Copy all records verbatim.
____________________
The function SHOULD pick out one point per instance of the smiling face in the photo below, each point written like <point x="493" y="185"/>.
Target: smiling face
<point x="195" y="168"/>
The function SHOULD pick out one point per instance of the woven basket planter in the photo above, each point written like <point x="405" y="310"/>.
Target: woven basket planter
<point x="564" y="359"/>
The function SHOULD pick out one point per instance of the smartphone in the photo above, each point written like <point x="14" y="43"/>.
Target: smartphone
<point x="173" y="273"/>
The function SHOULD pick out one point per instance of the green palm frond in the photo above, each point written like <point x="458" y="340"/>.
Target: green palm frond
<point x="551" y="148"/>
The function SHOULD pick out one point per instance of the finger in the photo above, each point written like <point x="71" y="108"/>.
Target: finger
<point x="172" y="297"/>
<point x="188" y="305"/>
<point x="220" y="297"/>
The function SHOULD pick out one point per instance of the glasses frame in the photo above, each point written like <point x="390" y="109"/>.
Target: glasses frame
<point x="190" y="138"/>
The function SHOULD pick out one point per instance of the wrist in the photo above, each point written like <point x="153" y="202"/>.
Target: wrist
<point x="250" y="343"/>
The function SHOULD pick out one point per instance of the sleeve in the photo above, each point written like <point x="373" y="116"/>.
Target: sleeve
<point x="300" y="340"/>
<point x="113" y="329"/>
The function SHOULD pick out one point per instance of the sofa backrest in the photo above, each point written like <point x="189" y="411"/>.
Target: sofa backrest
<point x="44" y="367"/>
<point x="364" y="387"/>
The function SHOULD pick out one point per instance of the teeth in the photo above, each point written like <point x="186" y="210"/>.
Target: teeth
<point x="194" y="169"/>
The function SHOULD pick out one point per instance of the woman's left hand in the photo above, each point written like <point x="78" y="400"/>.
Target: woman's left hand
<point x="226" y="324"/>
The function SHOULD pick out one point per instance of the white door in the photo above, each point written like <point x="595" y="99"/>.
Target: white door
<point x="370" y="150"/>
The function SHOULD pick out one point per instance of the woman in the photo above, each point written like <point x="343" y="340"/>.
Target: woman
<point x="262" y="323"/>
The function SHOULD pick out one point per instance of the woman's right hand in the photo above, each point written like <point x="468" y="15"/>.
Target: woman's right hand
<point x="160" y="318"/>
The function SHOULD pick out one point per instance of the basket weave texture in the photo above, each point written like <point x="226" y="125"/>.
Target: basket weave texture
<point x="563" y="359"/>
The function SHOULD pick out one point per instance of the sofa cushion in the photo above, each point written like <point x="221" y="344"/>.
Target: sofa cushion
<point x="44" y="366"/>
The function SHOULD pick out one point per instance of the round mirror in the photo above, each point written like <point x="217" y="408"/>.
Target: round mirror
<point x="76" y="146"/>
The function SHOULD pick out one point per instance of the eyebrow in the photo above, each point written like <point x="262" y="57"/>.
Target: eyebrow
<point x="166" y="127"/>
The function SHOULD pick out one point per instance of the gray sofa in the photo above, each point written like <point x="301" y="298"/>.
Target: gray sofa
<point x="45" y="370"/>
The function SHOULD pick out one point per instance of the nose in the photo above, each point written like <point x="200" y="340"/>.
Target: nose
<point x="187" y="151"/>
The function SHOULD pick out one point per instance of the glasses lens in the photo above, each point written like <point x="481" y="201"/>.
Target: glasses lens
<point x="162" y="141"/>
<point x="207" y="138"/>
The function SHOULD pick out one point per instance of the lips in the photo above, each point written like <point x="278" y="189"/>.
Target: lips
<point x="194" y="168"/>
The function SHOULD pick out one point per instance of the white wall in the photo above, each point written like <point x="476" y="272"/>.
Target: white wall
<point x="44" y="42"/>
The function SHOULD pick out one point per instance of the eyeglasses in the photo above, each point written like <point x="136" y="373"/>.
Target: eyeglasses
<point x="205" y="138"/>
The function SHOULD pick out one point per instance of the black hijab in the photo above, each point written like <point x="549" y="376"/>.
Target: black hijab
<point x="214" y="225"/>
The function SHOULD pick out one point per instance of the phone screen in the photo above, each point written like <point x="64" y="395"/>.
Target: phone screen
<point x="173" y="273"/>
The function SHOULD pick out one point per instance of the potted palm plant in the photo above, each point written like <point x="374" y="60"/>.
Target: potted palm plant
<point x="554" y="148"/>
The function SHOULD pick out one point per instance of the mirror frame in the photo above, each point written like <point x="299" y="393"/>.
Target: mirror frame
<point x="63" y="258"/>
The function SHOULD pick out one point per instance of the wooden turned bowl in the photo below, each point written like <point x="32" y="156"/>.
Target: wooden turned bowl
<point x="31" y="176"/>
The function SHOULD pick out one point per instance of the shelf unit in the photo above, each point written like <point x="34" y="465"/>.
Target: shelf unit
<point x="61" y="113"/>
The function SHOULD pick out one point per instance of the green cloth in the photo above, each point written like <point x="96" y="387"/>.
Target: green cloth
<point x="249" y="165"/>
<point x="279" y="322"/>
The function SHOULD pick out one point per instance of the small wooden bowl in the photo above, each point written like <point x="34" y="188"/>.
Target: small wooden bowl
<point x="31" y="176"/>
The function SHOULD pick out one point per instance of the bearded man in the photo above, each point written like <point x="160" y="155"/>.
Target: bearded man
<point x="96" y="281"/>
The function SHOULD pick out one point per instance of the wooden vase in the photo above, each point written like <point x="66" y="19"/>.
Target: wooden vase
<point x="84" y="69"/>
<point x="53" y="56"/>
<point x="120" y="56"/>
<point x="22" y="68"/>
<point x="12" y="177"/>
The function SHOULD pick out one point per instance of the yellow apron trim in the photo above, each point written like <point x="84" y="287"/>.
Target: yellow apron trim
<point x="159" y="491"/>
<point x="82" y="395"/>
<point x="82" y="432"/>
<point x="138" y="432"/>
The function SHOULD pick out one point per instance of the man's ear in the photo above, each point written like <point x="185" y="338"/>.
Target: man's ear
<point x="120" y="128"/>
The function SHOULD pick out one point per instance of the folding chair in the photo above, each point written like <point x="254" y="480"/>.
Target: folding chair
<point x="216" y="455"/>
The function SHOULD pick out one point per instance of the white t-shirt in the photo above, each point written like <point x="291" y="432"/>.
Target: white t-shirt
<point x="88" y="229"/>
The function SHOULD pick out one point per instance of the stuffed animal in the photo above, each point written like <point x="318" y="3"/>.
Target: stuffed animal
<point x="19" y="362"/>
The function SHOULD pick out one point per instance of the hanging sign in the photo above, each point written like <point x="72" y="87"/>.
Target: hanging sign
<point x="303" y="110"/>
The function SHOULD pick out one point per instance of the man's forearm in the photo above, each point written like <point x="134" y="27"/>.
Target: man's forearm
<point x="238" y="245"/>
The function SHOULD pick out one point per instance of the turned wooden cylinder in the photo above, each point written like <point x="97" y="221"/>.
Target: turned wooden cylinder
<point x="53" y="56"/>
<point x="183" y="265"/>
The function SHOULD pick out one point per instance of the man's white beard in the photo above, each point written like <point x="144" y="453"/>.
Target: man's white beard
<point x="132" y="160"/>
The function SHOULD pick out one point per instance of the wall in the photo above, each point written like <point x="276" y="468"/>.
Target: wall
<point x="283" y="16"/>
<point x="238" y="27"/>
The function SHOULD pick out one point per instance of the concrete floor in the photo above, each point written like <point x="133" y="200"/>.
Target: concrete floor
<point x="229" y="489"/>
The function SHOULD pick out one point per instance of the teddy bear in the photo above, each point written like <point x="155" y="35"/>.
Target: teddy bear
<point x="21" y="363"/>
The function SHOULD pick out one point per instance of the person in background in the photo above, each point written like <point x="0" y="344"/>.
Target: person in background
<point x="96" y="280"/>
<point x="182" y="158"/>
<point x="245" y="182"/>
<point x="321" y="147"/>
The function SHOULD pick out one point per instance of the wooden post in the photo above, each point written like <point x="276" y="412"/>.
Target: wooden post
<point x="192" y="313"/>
____________________
- _Solution for this exercise_:
The function SHOULD pick out one point per instance of the smiling face in the photo below, each point written like <point x="493" y="185"/>.
Target: smiling face
<point x="195" y="168"/>
The function SHOULD pick out one point per instance of the woven basket planter in the photo above, each point written like <point x="405" y="310"/>.
Target: woven basket planter
<point x="564" y="359"/>
The function SHOULD pick out one point per instance of the smartphone in the photo above, each point written like <point x="14" y="43"/>.
Target: smartphone
<point x="173" y="273"/>
The function SHOULD pick out one point per instance of the green palm frond in the photo above, each point written like <point x="458" y="340"/>.
Target: green palm frond
<point x="551" y="148"/>
The function SHOULD pick out one point per instance of the finger in the photo above, each point written like <point x="71" y="108"/>.
Target: finger
<point x="172" y="297"/>
<point x="188" y="305"/>
<point x="220" y="297"/>
The function SHOULD pick out one point per instance of the glasses frame in the photo above, each point written like <point x="390" y="109"/>.
Target: glasses frame
<point x="190" y="138"/>
The function SHOULD pick out one point per instance of the wrist in the photo above, each point written like <point x="153" y="202"/>.
Target: wrist
<point x="250" y="343"/>
The function SHOULD pick out one point per instance of the sleeve in the photo above, each point written like <point x="373" y="116"/>.
Target: sleeve
<point x="300" y="340"/>
<point x="113" y="329"/>
The function SHOULD pick out one point per instance of the sofa backrest in the photo above, each point written like <point x="189" y="411"/>.
Target: sofa backrest
<point x="44" y="367"/>
<point x="364" y="387"/>
The function SHOULD pick out one point per instance of the teeth in the photo above, each point written like <point x="186" y="210"/>.
Target: teeth
<point x="194" y="169"/>
The function SHOULD pick out one point per instance of the woman's left hand in the photo above, each point written like <point x="78" y="400"/>.
Target: woman's left hand
<point x="226" y="324"/>
The function SHOULD pick out one point per instance of the white door in the photo above, each point written like <point x="595" y="99"/>.
Target: white door
<point x="370" y="150"/>
The function SHOULD pick out one point per instance of the woman in the photo above, each point written like <point x="343" y="340"/>.
Target: woman
<point x="262" y="323"/>
The function SHOULD pick out one point per instance of the woman's right hand in the photo above, each point written like <point x="468" y="15"/>.
Target: woman's right hand
<point x="160" y="318"/>
The function SHOULD pick out one point per instance of the basket weave texture in the photo above, each point written like <point x="226" y="125"/>.
Target: basket weave texture
<point x="563" y="359"/>
The function SHOULD pick out one point per instance of the sofa cushion in the photo above, each point written like <point x="221" y="344"/>.
Target: sofa cushion
<point x="44" y="366"/>
The function SHOULD pick out one point per instance of the round mirror in the photo above, each point written like <point x="217" y="408"/>.
Target: round mirror
<point x="76" y="146"/>
The function SHOULD pick out one point per instance of the eyebrow in the photo above, each point written like <point x="262" y="57"/>.
Target: eyebrow
<point x="166" y="127"/>
The function SHOULD pick out one point per instance of the gray sofa in the photo above, each point written like <point x="301" y="298"/>.
Target: gray sofa
<point x="45" y="370"/>
The function SHOULD pick out one point per instance of the nose in the photo above, each point written like <point x="200" y="340"/>.
Target: nose
<point x="187" y="151"/>
The function SHOULD pick out one point per instance of the glasses lens in the photo above, each point written like <point x="481" y="201"/>.
Target: glasses lens
<point x="162" y="141"/>
<point x="207" y="138"/>
The function SHOULD pick out one point per instance of the lips in the photo above, each point written like <point x="278" y="189"/>.
Target: lips
<point x="194" y="168"/>
The function SHOULD pick out one point per instance of the white wall in the photo above, each point written like <point x="476" y="272"/>.
Target: white wall
<point x="44" y="42"/>
The function SHOULD pick out one point per instance of the eyeglasses in the photo above, each point written like <point x="136" y="373"/>.
Target: eyeglasses
<point x="205" y="138"/>
The function SHOULD pick out one point per instance of the black hijab in the photo above, each point written like <point x="549" y="376"/>.
Target: black hijab
<point x="214" y="225"/>
The function SHOULD pick out one point per instance of the phone screen in the photo above, each point written like <point x="64" y="395"/>.
Target: phone screen
<point x="173" y="273"/>
The function SHOULD pick out one point per instance of the potted palm plant in the photo above, each point written like <point x="374" y="60"/>.
Target: potted palm plant
<point x="554" y="148"/>
The function SHOULD pick out one point per instance of the mirror frame in the photo above, each point written like <point x="299" y="393"/>.
Target: mirror frame
<point x="63" y="258"/>
The function SHOULD pick out one point per instance of the wooden turned bowl in the photo below, each point written like <point x="32" y="156"/>.
Target: wooden turned bowl
<point x="31" y="176"/>
The function SHOULD pick out one point per instance of the shelf unit in the photo above, each point written like <point x="34" y="465"/>.
Target: shelf unit
<point x="61" y="113"/>
The function SHOULD pick out one point per instance of the green cloth in the photo above, each point written like <point x="96" y="387"/>.
Target: green cloth
<point x="249" y="165"/>
<point x="279" y="322"/>
The function SHOULD pick out one point per instance of the small wooden bowl in the photo above, each point written like <point x="34" y="188"/>.
Target: small wooden bowl
<point x="31" y="176"/>
The function SHOULD pick out one point per instance of the bearded man in the photo above, each point written like <point x="160" y="155"/>.
Target: bearded man
<point x="96" y="281"/>
The function SHOULD pick out one point per instance of the wooden vase in the photo above, each point written like <point x="66" y="19"/>.
Target: wooden vase
<point x="84" y="69"/>
<point x="53" y="56"/>
<point x="120" y="56"/>
<point x="22" y="68"/>
<point x="12" y="177"/>
The function SHOULD pick out one point per instance of the yellow apron trim in the photo above, each point written like <point x="84" y="287"/>.
Target: yellow apron trim
<point x="159" y="491"/>
<point x="82" y="395"/>
<point x="82" y="432"/>
<point x="138" y="432"/>
The function SHOULD pick out one point per instance of the man's ear in the photo above, each point written like <point x="185" y="338"/>.
Target: man's ear
<point x="120" y="128"/>
The function SHOULD pick out one point per instance of the folding chair in the photo above, each point written like <point x="254" y="480"/>.
Target: folding chair
<point x="216" y="455"/>
The function SHOULD pick out one point per instance of the white t-shirt in the photo above, each point written like <point x="291" y="432"/>.
Target: white t-shirt
<point x="88" y="229"/>
The function SHOULD pick out one point per instance of the stuffed animal in the photo above, each point written like <point x="318" y="3"/>.
Target: stuffed animal
<point x="19" y="362"/>
The function SHOULD pick out one point per instance of the hanging sign in the photo above, each point written like <point x="72" y="87"/>.
Target: hanging sign
<point x="303" y="110"/>
The function SHOULD pick out one point per instance of the man's forearm in the photo above, each point written like <point x="134" y="27"/>.
Target: man's forearm
<point x="238" y="245"/>
The function SHOULD pick out one point per instance of the turned wooden cylinder in the photo above, each point written like <point x="97" y="221"/>.
Target: turned wooden cylinder
<point x="53" y="56"/>
<point x="183" y="265"/>
The function SHOULD pick out one point per instance of the man's white beard in the photo above, each point written like <point x="144" y="453"/>.
Target: man's white beard
<point x="132" y="160"/>
The function SHOULD pick out one point per instance of the wall in the photo above, each point written like <point x="276" y="468"/>.
Target: wall
<point x="283" y="16"/>
<point x="238" y="27"/>
The function SHOULD pick out one point per instance of the concrete floor in the photo above, each point written like <point x="133" y="200"/>.
Target: concrete floor
<point x="229" y="489"/>
The function SHOULD pick out one point per instance of the teddy bear in the photo above, each point written like <point x="155" y="35"/>.
Target: teddy bear
<point x="21" y="363"/>
The function SHOULD pick out one point per instance of the person in background in the photo above, each point written like <point x="0" y="344"/>.
Target: person in background
<point x="96" y="280"/>
<point x="182" y="158"/>
<point x="245" y="182"/>
<point x="321" y="147"/>
The function SHOULD pick out one point per instance of the wooden post in the photo above, each point written like <point x="276" y="412"/>.
Target: wooden post
<point x="192" y="313"/>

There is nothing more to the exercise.